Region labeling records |
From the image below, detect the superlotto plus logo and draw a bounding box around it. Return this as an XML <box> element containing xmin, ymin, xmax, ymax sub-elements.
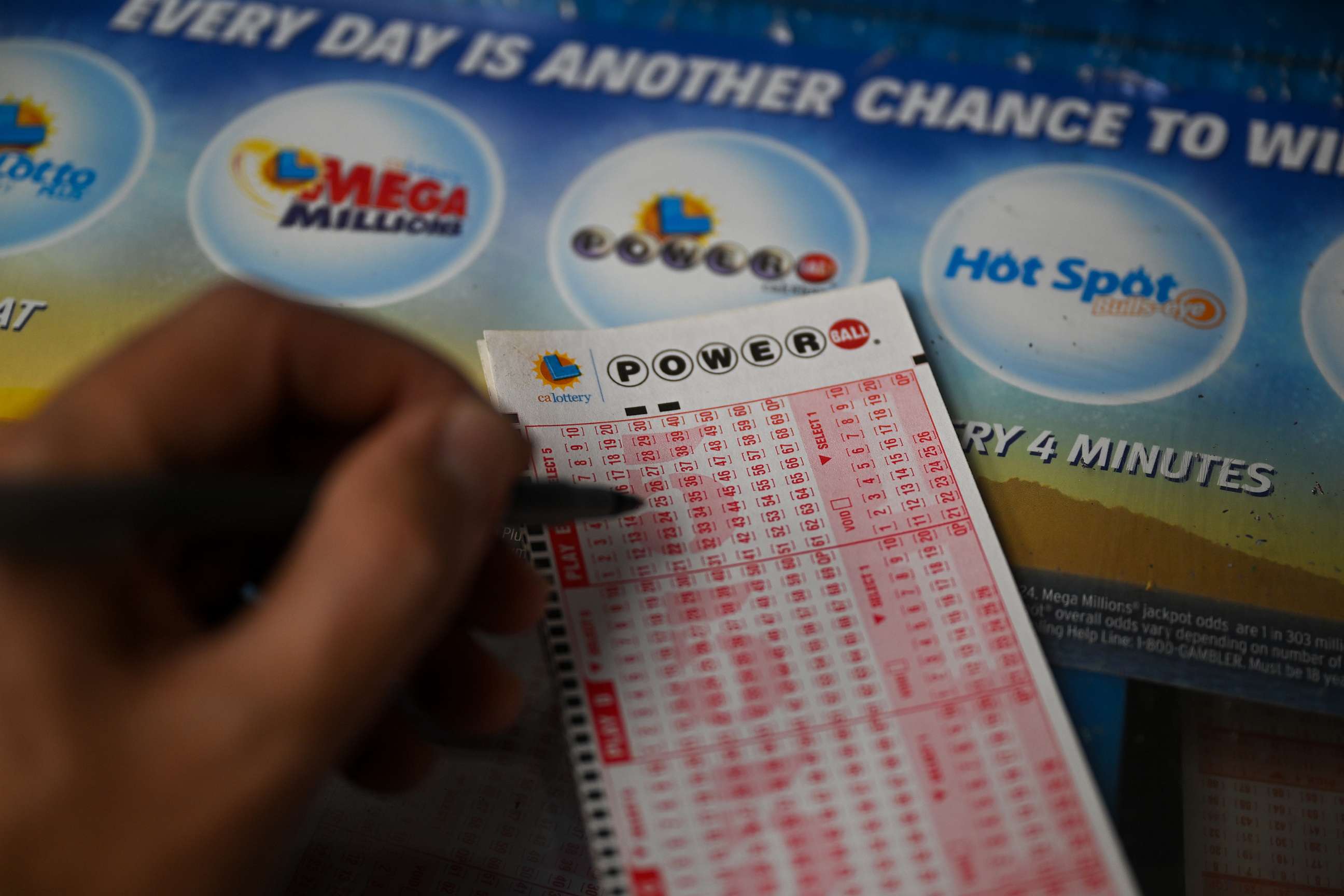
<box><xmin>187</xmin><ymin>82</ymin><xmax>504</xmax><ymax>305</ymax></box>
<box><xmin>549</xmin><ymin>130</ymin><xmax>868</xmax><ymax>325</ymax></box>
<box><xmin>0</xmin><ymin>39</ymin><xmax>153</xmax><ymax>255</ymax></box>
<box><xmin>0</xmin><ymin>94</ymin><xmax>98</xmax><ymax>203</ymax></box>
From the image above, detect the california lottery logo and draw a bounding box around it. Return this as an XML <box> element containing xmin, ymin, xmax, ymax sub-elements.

...

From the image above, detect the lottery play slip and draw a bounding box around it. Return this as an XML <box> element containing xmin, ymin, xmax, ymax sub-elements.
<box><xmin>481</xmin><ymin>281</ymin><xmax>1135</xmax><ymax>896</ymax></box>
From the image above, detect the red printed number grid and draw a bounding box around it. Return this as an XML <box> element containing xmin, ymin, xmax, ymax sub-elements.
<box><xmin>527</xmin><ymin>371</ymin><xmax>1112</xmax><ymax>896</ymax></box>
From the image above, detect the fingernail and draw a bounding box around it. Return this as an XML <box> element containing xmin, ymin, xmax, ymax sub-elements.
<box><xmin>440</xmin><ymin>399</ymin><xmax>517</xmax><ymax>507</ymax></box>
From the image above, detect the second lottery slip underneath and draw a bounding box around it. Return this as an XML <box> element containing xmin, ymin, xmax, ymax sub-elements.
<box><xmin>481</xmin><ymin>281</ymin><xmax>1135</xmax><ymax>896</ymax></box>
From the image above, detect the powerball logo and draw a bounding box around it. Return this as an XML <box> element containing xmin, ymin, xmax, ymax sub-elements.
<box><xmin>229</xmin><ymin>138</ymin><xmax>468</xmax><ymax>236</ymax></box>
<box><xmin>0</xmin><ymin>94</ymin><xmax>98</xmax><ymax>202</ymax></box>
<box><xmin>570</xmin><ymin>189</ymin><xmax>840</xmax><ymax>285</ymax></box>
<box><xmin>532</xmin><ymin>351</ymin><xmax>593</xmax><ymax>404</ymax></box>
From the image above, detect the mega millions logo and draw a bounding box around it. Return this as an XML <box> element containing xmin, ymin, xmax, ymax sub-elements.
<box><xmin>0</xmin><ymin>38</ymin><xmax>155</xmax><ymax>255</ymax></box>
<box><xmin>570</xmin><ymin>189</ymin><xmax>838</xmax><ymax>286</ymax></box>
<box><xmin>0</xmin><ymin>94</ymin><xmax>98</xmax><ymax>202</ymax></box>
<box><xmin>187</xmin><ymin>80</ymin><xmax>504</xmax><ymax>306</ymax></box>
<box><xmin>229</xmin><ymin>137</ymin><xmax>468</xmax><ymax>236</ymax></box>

WRITTEN EXERCISE |
How many lines in the records above include the word "containing"? Case counts, so match uppercase and lowercase letters exactly. Reply with the number alone.

SOLVED EXERCISE |
8